**Input**
········
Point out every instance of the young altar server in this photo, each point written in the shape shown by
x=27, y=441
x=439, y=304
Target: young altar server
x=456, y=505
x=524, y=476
········
**Aim of the task**
Give all of the entries again, word for word.

**Output for this exercise**
Point out every instance of the young altar server in this photo, each point written in the shape shown by
x=27, y=441
x=439, y=304
Target: young altar server
x=456, y=505
x=524, y=476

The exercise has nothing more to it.